Dataset entries
_ _ _ _

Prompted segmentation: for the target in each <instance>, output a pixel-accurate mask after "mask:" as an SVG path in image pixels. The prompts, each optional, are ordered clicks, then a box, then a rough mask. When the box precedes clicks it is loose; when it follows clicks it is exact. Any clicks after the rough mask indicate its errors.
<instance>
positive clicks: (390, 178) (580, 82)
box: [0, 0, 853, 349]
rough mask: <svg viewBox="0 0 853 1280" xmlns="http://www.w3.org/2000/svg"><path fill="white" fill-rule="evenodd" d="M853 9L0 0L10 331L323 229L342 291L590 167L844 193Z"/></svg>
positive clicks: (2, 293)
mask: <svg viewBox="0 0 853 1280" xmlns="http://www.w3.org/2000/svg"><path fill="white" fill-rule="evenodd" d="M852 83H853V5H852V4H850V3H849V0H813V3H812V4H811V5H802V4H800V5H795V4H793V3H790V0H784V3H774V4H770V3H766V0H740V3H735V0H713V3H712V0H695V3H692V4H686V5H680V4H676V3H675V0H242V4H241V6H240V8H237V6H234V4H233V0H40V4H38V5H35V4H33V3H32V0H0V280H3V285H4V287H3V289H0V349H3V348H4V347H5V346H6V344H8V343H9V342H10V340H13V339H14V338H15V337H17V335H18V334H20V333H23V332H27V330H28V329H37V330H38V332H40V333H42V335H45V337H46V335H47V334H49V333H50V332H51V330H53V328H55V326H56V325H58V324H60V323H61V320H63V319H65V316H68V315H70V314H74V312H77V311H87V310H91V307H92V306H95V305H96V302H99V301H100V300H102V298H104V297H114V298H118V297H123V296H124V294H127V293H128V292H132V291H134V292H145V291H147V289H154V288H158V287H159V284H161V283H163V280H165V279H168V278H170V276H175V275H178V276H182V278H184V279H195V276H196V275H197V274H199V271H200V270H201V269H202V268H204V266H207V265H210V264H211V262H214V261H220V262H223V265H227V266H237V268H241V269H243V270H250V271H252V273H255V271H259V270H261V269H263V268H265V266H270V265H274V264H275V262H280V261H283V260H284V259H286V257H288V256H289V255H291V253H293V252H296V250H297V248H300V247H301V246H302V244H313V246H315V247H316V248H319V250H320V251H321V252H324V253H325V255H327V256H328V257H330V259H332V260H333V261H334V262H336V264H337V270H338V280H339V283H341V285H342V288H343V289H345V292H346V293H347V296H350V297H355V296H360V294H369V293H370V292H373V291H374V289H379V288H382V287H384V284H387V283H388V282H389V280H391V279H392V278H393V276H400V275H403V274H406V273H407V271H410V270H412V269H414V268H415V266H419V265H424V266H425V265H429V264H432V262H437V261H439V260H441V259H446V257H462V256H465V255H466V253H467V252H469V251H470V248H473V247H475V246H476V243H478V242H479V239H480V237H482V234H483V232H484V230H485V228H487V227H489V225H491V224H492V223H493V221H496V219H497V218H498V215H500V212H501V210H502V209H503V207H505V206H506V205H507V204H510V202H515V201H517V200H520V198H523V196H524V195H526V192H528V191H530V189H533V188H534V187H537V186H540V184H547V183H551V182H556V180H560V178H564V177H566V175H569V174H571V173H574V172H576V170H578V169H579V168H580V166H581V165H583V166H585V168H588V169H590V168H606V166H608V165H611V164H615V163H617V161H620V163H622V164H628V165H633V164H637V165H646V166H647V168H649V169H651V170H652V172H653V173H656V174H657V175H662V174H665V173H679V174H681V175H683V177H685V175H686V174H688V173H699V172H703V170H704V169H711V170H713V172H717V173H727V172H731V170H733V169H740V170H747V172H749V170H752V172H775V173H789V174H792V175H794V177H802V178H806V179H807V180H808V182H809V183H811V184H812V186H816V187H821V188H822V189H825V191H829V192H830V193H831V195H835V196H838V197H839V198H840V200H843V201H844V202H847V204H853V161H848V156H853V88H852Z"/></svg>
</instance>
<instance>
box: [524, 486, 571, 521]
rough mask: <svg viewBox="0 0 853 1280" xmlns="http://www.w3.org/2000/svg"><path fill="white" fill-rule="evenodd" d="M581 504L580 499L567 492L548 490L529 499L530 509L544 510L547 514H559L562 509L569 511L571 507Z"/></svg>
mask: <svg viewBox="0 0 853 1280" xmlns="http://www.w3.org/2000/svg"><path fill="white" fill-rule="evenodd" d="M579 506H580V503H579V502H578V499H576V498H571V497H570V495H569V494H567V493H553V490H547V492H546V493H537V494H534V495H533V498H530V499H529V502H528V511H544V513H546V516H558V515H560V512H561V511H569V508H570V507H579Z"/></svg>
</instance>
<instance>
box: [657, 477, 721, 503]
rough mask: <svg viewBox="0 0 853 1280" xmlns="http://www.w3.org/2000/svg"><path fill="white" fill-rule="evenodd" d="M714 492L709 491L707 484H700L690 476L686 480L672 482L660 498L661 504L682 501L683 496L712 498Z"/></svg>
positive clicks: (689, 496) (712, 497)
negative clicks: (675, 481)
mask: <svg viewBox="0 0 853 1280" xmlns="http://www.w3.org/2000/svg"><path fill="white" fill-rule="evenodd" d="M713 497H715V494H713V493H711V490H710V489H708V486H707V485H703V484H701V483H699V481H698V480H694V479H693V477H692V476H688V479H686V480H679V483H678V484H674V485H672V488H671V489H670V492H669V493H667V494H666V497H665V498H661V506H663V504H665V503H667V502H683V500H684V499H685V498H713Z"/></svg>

_ _ _ _

> Task objective: Please pull out every line of the records that contains the string "rough", matching its case exactly.

> Final answer:
Prompted segmentation: for the target in each <instance>, output a pixel-accurate mask after "mask:" as an SVG path in image pixels. The prompts, each optional, are ordered clicks, then a box, then a rough mask. When the box precedes clicks it is loose; when it follows clicks it is exact. Any clicks after the rough mask indicate its errors.
rough mask: <svg viewBox="0 0 853 1280" xmlns="http://www.w3.org/2000/svg"><path fill="white" fill-rule="evenodd" d="M853 9L0 0L10 331L323 229L342 291L590 167L844 193Z"/></svg>
rough mask: <svg viewBox="0 0 853 1280" xmlns="http://www.w3.org/2000/svg"><path fill="white" fill-rule="evenodd" d="M581 504L580 499L567 492L548 490L529 499L530 509L544 510L547 514H559L562 509L569 511L571 507Z"/></svg>
rough mask: <svg viewBox="0 0 853 1280" xmlns="http://www.w3.org/2000/svg"><path fill="white" fill-rule="evenodd" d="M714 492L709 491L707 484H700L690 476L686 480L672 482L660 498L661 504L682 501L683 496L712 498Z"/></svg>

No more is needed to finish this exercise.